▸ Page text
◇ ◇ ◇ ◇ ◇

[Beowulf] Computation on the head node

Mon May 19 09:44:42 PDT 2008

"Jeffrey B. Layton" <laytonjb at charter.net> writes:
>> Third, you could be doing lots of file i/o to legitimate data
>> files. Here again, it is possible that if the files are small enough
>> and your access patterns are repetitive enough that increasing your
>> RAM could be enough to make everything fit in the buffer cache and
>> radically lower the i/o bandwidth. On the other hand, if you're
>> dealing with files that are tens or hundreds of gigabytes instead of
>> tens of megabytes in size, and your access patterns are very
>> scattered, that clearly isn't going to help and at that point you need
>> to improve your I/O bandwidth substantially.
>
> It's never this simple - never :)

Sometimes it is this simple. Indeed, often it is.

> Plus, different file systems will impact the IO performance in
> different ways.

Well, of course.

> It's never as simple, as "add more memory" or "need more bandwidth".

Sometimes it *is* as simple as "add more memory". I remember one
particular problem I dealt with once where adding about 30% more
memory for file cache nearly eliminated disk i/o, at which point it
was no longer necessary to optimize the i/o subsystem.

If you don't believe that's ever happened, well, fine by me. It won't
hurt me either way. :)

> You need to understand your IO pattern and what the code is doing.

Naturally, but sometimes the solution is as easy as "add more
memory". The best way to improve i/o performance possible is to
eliminate i/o if you can. If you're just spewing data out really,
really fast, memory won't help. If you're reading and writing the same
data, or you're reading a reasonable sized working set, memory helps.

◇ ◇ ◇ ◇ ◇

▸ Supplied material
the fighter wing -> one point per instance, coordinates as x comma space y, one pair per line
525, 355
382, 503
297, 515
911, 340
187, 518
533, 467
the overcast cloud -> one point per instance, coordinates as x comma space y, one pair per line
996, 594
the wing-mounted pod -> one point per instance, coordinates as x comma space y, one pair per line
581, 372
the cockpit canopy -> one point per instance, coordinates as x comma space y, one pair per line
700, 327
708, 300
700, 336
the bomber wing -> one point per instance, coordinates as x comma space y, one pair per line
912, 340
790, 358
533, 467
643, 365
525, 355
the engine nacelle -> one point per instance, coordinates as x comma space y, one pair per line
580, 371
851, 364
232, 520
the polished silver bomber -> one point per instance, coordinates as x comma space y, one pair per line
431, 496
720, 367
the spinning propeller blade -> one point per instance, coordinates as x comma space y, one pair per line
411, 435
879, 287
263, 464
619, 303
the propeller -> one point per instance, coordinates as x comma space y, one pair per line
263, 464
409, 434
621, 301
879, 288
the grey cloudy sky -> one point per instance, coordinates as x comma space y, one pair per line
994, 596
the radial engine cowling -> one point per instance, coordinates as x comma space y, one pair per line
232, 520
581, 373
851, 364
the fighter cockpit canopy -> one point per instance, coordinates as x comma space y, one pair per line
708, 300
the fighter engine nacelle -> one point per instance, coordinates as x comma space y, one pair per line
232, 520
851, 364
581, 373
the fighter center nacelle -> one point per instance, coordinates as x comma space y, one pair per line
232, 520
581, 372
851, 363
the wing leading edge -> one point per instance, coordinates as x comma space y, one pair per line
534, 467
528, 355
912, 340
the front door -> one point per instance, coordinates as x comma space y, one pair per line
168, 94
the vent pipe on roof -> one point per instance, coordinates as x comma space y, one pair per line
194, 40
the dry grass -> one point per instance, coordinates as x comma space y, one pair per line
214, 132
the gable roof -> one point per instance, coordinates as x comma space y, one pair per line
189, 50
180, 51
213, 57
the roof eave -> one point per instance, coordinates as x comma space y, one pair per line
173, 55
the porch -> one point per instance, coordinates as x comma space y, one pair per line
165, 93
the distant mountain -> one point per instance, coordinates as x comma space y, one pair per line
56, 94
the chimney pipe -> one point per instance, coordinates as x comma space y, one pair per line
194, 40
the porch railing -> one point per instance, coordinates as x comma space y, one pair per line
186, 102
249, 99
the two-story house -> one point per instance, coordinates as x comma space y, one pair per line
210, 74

◇ ◇ ◇ ◇ ◇

▸ Written exercise A
Can you reproduce the passage of the thread from "Mon May 19 09:44:42" up to and including "simple - never :)"?
▸ Written exercise B
Can you transcribe the records from the line with "the porch ->" up to and including the final line of the records?
The thread and the records were taken from different sources.

▸ Correct result A
Mon May 19 09:44:42 PDT 2008

"Jeffrey B. Layton" <laytonjb at charter.net> writes:
>> Third, you could be doing lots of file i/o to legitimate data
>> files. Here again, it is possible that if the files are small enough
>> and your access patterns are repetitive enough that increasing your
>> RAM could be enough to make everything fit in the buffer cache and
>> radically lower the i/o bandwidth. On the other hand, if you're
>> dealing with files that are tens or hundreds of gigabytes instead of
>> tens of megabytes in size, and your access patterns are very
>> scattered, that clearly isn't going to help and at that point you need
>> to improve your I/O bandwidth substantially.
>
> It's never this simple - never :)

▸ Correct result B
the porch -> one point per instance, coordinates as x comma space y, one pair per line
165, 93
the distant mountain -> one point per instance, coordinates as x comma space y, one pair per line
56, 94
the chimney pipe -> one point per instance, coordinates as x comma space y, one pair per line
194, 40
the porch railing -> one point per instance, coordinates as x comma space y, one pair per line
186, 102
249, 99
the two-story house -> one point per instance, coordinates as x comma space y, one pair per line
210, 74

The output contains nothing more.